Give the listing again in full, exactly as written.
--- Input ---
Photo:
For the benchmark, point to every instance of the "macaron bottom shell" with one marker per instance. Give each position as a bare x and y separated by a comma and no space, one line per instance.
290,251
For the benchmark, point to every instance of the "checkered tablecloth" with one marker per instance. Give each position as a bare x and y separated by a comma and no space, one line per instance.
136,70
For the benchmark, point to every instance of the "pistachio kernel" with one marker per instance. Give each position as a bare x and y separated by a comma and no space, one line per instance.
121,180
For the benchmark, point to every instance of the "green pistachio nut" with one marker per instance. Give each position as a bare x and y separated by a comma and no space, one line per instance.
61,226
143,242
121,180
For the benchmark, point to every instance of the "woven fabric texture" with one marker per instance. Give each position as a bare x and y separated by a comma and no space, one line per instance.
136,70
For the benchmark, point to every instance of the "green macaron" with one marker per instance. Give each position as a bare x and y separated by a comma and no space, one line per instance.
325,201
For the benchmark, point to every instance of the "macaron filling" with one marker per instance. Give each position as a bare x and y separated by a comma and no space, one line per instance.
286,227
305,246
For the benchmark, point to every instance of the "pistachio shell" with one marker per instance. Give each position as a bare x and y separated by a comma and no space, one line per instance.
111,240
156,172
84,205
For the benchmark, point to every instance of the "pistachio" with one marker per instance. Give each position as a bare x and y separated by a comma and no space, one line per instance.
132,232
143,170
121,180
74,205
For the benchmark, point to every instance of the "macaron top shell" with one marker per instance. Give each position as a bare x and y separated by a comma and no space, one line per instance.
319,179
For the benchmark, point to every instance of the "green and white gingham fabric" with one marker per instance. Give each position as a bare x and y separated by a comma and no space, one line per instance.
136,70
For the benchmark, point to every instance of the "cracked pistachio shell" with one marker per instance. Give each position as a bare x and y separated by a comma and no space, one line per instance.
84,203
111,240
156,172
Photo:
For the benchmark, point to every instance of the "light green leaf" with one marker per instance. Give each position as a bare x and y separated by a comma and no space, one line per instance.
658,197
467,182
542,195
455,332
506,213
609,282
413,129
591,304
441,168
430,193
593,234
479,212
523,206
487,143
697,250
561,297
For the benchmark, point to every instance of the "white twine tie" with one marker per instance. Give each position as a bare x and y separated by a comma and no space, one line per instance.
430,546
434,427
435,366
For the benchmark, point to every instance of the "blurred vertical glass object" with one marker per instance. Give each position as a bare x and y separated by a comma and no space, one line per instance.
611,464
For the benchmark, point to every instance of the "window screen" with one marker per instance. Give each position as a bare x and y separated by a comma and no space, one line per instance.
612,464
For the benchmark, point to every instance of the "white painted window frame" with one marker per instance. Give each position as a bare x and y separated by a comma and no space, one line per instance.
---
## Exercise result
Photo:
For the benchmark, point to every instance of the "macaron bottom shell" with one marker per instance. Give each position as a bare x and y separated by a comma and no space, one line per instance.
290,251
For the benchmark, point to every instance of the "checkered tablecloth" with one marker per instance. Give each position as a bare x and y separated by a comma and no space, one line per instance.
136,70
For the benchmark, point to every instance of the "pistachio kernel" with one marker per instance. Give each position as a bare x and y separated by a comma and no space, one line per instance.
121,180
For the benchmark, point to every instance of the "green pistachio nut" with one marker per instance. Give each position as a bare x and y separated by a comma and no space, one line per instance.
61,226
143,242
121,180
For the benchmark, point to every instance of the "woven fabric texture" with one marker per instance. Give each position as a bare x and y separated by a comma and no space, one line per instance.
136,70
For the benchmark, point to every instance of the "green macaron" with one marker per instance. Give each position as a bare x and y separated by a comma and no space, one line per instance.
325,201
For the benchmark, point to every instance of the "macaron filling" with one marker per instance. Give each position as a bare x and y separated by a comma and no space, one line per instance.
286,227
305,246
For the benchmark, point to every instance of the "pistachio shell" with one marker per instance. Give each position as a bare x and y separated by a comma and no space, one line per instance.
111,240
156,172
84,205
For the benchmark, point to every instance of the "pistachio" with one marker per instance. Give each position as a bare x and y separated by a comma and no space, one line per instance.
132,232
143,170
121,180
74,205
For the benchmark, point to every instance of the "macaron top shell" with one marker per instance. Give each position as a bare x and y separated by a comma and no space, one line per instance.
319,179
For the benchmark, point to every instance of the "green and white gingham fabric" with one marker per instance. Give each position as a bare x and y separated by a comma and no space, one line per instance.
136,70
For the benchmark, point to every instance of the "cracked pistachio shell" with one marker per instance. Give each position as a bare x and y separated by a comma and no space, one line per instance.
84,203
111,240
156,172
Photo:
For the benchmark, point to every instance of the "light green leaf" with one marker per instance. Give each position as a bare x and y separated by a comma and no space, one line per instance.
658,197
467,182
542,195
455,332
506,213
609,282
413,129
591,304
441,168
430,193
593,234
479,212
523,206
487,143
697,250
561,297
For the benchmark, point to every instance of the "white twine tie" with one marker per instance. Give each position as a bare x and y separated by a comma and no space, one line per instance.
430,546
434,427
435,366
For the benchmark, point to every instance of the "blurred vertical glass object" with one marker per instance. Give each position as a bare x and y separated by a comma and no space, one line per instance.
611,464
For the benchmark, point to every instance of the "window screen" with one marker per instance. Give each position as a bare x and y separated by a comma and no space, one line per instance.
612,464
For the benchmark, point to every instance of the "white painted window frame" with one marker per instance. Give each position as a bare x and y separated by a comma and no space, one line per instance.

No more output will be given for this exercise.